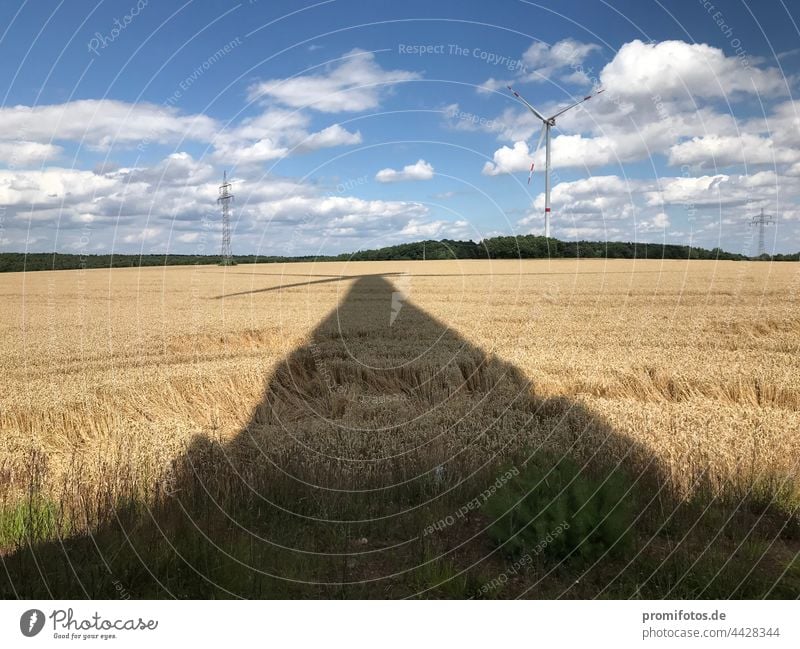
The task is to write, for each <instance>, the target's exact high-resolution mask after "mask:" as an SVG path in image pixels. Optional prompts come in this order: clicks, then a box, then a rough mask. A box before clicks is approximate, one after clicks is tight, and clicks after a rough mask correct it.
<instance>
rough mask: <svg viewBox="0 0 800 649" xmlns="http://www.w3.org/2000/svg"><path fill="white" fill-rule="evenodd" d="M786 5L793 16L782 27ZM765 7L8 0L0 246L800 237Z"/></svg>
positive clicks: (796, 163)
mask: <svg viewBox="0 0 800 649" xmlns="http://www.w3.org/2000/svg"><path fill="white" fill-rule="evenodd" d="M793 11H794V14H793V13H792V12H793ZM795 14H800V12H798V11H797V10H796V9H795V10H792V9H791V7H790V5H788V4H784V3H782V2H780V1H778V2H769V3H759V4H756V3H752V4H751V5H750V6H748V5H747V4H745V3H743V2H740V1H723V0H717V1H715V2H711V1H707V0H698V1H689V0H687V1H685V2H679V3H658V2H652V1H650V0H643V1H636V2H634V1H625V2H602V1H588V2H587V1H583V2H578V1H574V2H573V1H568V2H563V1H562V2H542V3H534V2H521V1H518V0H503V1H501V2H492V3H490V2H477V1H460V2H456V1H445V2H430V1H427V2H420V1H417V0H409V1H404V2H370V3H363V2H354V1H350V0H331V1H329V2H319V3H304V2H274V1H269V2H267V1H256V2H242V3H233V2H231V3H225V2H210V1H201V0H195V1H194V2H185V3H184V2H172V1H166V2H156V1H155V0H149V1H147V0H138V2H134V1H133V0H120V1H117V2H108V1H107V2H100V3H95V2H55V1H47V0H46V1H40V2H28V3H15V2H6V3H3V4H2V5H0V30H4V32H0V35H1V36H2V40H0V52H2V55H3V60H4V65H3V66H2V68H0V88H2V89H4V93H3V94H4V96H3V102H2V104H1V105H0V251H24V250H29V251H52V250H58V251H63V252H81V251H85V252H109V251H115V252H140V251H141V252H145V253H150V252H158V253H161V252H167V251H170V252H176V253H214V252H216V251H217V250H218V240H219V226H220V224H219V212H218V208H217V205H216V203H215V199H216V196H217V186H218V185H219V181H220V177H221V175H222V172H223V170H227V171H228V173H229V175H230V176H231V177H232V178H233V180H234V181H235V184H234V188H235V195H236V199H235V205H234V217H235V231H234V237H233V250H234V252H235V253H259V254H315V253H338V252H344V251H350V250H355V249H358V248H367V247H377V246H382V245H389V244H393V243H398V242H402V241H413V240H420V239H424V238H436V239H438V238H456V239H467V238H471V239H474V240H478V239H481V238H483V237H486V236H493V235H497V234H526V233H539V234H540V233H542V232H543V225H544V223H543V205H544V197H543V190H544V175H543V173H542V169H543V165H542V164H537V172H536V173H535V174H534V176H533V179H532V182H531V184H530V185H528V184H527V170H528V168H529V166H530V163H531V161H532V159H534V158H535V159H536V160H537V163H541V162H542V157H543V148H542V149H541V150H539V151H538V152H535V151H534V150H535V148H536V142H537V140H538V136H539V131H540V126H541V125H540V124H537V123H536V120H535V118H533V117H532V116H531V115H530V114H529V113H528V112H527V111H526V110H525V109H524V107H522V106H521V105H520V104H519V103H518V102H516V101H515V99H514V97H513V96H511V95H510V94H509V93H508V91H507V90H506V88H505V85H506V84H507V83H513V84H514V86H515V88H517V89H518V90H519V91H520V92H521V93H522V94H523V95H524V96H525V97H526V98H527V99H528V100H529V101H530V102H531V103H532V104H534V106H536V107H537V108H539V109H540V110H542V111H543V112H545V113H547V114H551V113H552V112H554V111H555V110H556V108H557V107H558V106H560V105H562V104H565V103H567V102H569V101H571V98H572V97H575V96H582V95H584V94H586V93H587V92H589V91H591V90H592V89H593V88H598V87H601V86H602V87H603V88H604V89H605V92H604V93H603V94H601V95H599V96H598V97H597V98H595V99H593V100H591V101H589V102H587V103H586V104H585V107H581V108H577V109H574V110H572V111H570V112H569V113H567V114H565V115H564V116H563V117H562V118H560V119H559V120H558V123H557V129H556V130H555V131H554V139H553V167H554V168H553V185H554V187H553V193H552V203H553V235H554V236H556V237H559V238H562V239H594V240H598V239H610V240H626V241H629V240H637V241H648V242H669V243H686V244H693V245H699V246H703V247H714V246H721V247H722V248H724V249H727V250H731V251H737V252H745V253H749V254H755V252H756V250H755V241H754V238H753V231H752V228H750V227H749V226H748V225H747V223H748V217H750V216H751V215H752V214H755V213H756V212H758V211H759V210H760V209H761V208H764V209H765V211H767V212H768V213H770V214H774V215H775V216H776V224H775V225H774V226H772V227H770V228H769V230H768V232H767V242H768V249H770V250H775V251H776V252H786V251H797V250H798V249H800V206H798V199H799V198H800V104H798V103H797V102H796V101H795V97H794V95H795V93H796V92H797V88H798V66H800V51H798V48H800V31H798V26H797V22H798V20H800V17H799V16H796V15H795Z"/></svg>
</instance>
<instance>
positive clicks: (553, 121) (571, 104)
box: [507, 86, 603, 239]
mask: <svg viewBox="0 0 800 649" xmlns="http://www.w3.org/2000/svg"><path fill="white" fill-rule="evenodd" d="M507 87H508V89H509V90H510V91H511V92H512V93H514V96H515V97H516V98H517V99H519V100H520V101H521V102H522V103H523V104H525V106H526V107H527V108H528V110H529V111H531V112H532V113H533V114H534V115H535V116H536V117H537V118H538V119H540V120H542V132H541V134H540V135H539V143H538V144H537V145H536V150H535V151H534V152H533V157H534V158H535V157H536V154H537V153H538V152H539V147H541V146H542V139H544V143H545V144H544V236H545V237H547V238H548V239H549V238H550V129H552V128H553V127H554V126H555V125H556V117H559V116H560V115H563V114H564V113H566V112H567V111H568V110H569V109H571V108H575V106H577V105H578V104H582V103H583V102H585V101H588V100H589V99H591V98H592V97H595V96H597V95H599V94H600V93H601V92H603V90H602V89H601V90H597V91H595V92H593V93H592V94H590V95H587V96H586V97H584V98H583V99H579V100H578V101H576V102H573V103H571V104H570V105H569V106H565V107H564V108H562V109H561V110H559V111H557V112H556V113H555V114H554V115H553V116H552V117H545V116H544V115H542V114H541V113H540V112H539V111H538V110H536V109H535V108H534V107H533V106H531V105H530V104H529V103H528V102H527V101H525V99H524V98H523V97H522V95H520V94H519V93H518V92H517V91H516V90H514V89H513V88H512V87H511V86H507ZM534 164H535V162H532V163H531V171H530V174H528V184H530V182H531V176H533V165H534Z"/></svg>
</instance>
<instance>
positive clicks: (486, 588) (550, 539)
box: [476, 521, 569, 596]
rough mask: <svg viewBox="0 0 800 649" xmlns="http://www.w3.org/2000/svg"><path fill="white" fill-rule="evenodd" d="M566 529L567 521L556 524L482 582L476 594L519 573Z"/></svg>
mask: <svg viewBox="0 0 800 649" xmlns="http://www.w3.org/2000/svg"><path fill="white" fill-rule="evenodd" d="M568 529H569V523H568V522H567V521H564V522H563V523H561V524H560V525H558V526H556V527H555V528H554V529H553V530H552V531H550V532H548V533H547V534H546V535H545V537H544V538H542V540H541V541H539V543H537V544H536V545H535V546H534V547H533V549H531V550H529V551H528V552H526V553H525V554H523V555H522V556H521V557H520V558H519V559H517V560H516V561H515V562H514V563H513V564H511V567H510V568H508V569H507V570H505V571H503V572H501V573H500V574H499V575H498V576H497V577H495V578H494V579H492V580H491V581H488V582H486V583H485V584H483V586H481V587H480V588H479V589H478V591H477V592H476V595H477V596H481V595H485V594H486V593H488V592H489V591H491V590H496V589H497V588H500V587H501V586H504V585H505V584H506V583H508V580H509V578H511V577H513V576H514V575H516V574H517V573H519V571H520V570H522V569H523V568H525V567H527V566H530V565H532V564H533V560H534V558H535V557H537V556H538V555H540V554H541V553H542V552H544V551H545V549H546V548H547V546H548V545H550V544H551V543H552V542H553V541H555V540H556V539H557V538H558V537H559V536H561V535H562V534H563V533H564V532H565V531H567V530H568Z"/></svg>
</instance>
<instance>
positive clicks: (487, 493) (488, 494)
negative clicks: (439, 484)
mask: <svg viewBox="0 0 800 649" xmlns="http://www.w3.org/2000/svg"><path fill="white" fill-rule="evenodd" d="M518 475H519V469H518V468H517V467H511V468H510V469H509V470H508V471H506V472H505V473H504V474H503V475H501V476H500V477H498V478H497V479H496V480H495V481H494V482H493V483H492V484H491V485H490V486H488V487H487V488H486V489H484V490H483V491H482V492H481V493H480V494H478V495H477V496H475V498H473V499H472V500H470V501H469V502H467V503H465V504H464V505H462V506H461V507H459V509H458V510H457V511H456V512H455V513H453V514H450V515H448V516H445V517H444V518H440V519H439V520H438V521H436V522H435V523H432V524H431V525H428V526H427V527H426V528H425V529H424V530H423V531H422V536H428V535H429V534H433V533H434V532H441V531H442V530H444V529H447V528H448V527H450V526H451V525H452V524H453V523H455V522H456V521H457V520H459V519H461V518H464V517H465V516H466V515H467V514H469V513H470V512H471V511H474V510H476V509H480V508H481V507H482V506H483V505H484V504H486V501H487V500H489V499H490V498H491V497H492V496H494V495H495V494H496V493H497V491H498V490H499V489H502V488H503V487H504V486H505V484H506V483H507V482H508V481H509V480H511V478H514V477H515V476H518Z"/></svg>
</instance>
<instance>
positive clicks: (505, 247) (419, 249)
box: [0, 235, 800, 272]
mask: <svg viewBox="0 0 800 649" xmlns="http://www.w3.org/2000/svg"><path fill="white" fill-rule="evenodd" d="M547 258H563V259H573V258H591V259H728V260H735V261H742V260H747V259H760V260H763V261H769V260H772V261H800V253H794V254H788V255H773V256H769V255H762V256H761V257H757V258H753V257H746V256H745V255H740V254H737V253H731V252H725V251H724V250H722V249H720V248H714V249H713V250H706V249H703V248H692V247H690V246H678V245H672V244H655V243H625V242H616V241H607V242H602V241H559V240H558V239H547V238H545V237H537V236H533V235H524V236H519V237H492V238H490V239H484V240H483V241H479V242H477V243H475V242H474V241H451V240H449V239H442V240H441V241H418V242H415V243H403V244H399V245H396V246H387V247H386V248H377V249H375V250H358V251H356V252H353V253H343V254H341V255H322V256H300V257H278V256H261V255H234V256H233V258H232V259H233V261H234V262H235V263H237V264H254V263H260V264H263V263H284V262H302V261H412V260H422V259H429V260H433V259H547ZM217 263H219V255H173V254H168V255H80V254H77V255H76V254H63V253H60V252H58V253H49V252H47V253H44V252H41V253H40V252H37V253H28V254H23V253H16V252H5V253H0V272H12V271H23V270H24V271H28V270H75V269H80V268H131V267H140V266H184V265H191V264H207V265H211V264H217Z"/></svg>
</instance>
★ ★ ★ ★ ★ ★ ★
→ **AIM OF THE EXERCISE**
Copy out the entries word for word, starting at the beginning of the entries and ending with the line that contains "positive clicks: (796, 163)". Leave the pictures out of your copy.

→ **PROBLEM SOLUTION**
The task is to write, for each <instance>, the target's exact high-resolution mask after "mask:" as an SVG path in image pixels. Optional prompts come in this order: clicks, then a box, then a rough mask. A box before clicks is approximate, one after clicks is tight, and clicks after a rough mask correct it.
<instance>
rough mask: <svg viewBox="0 0 800 649" xmlns="http://www.w3.org/2000/svg"><path fill="white" fill-rule="evenodd" d="M786 5L793 16L782 27ZM765 7L8 0L0 246L800 237Z"/></svg>
positive clicks: (796, 163)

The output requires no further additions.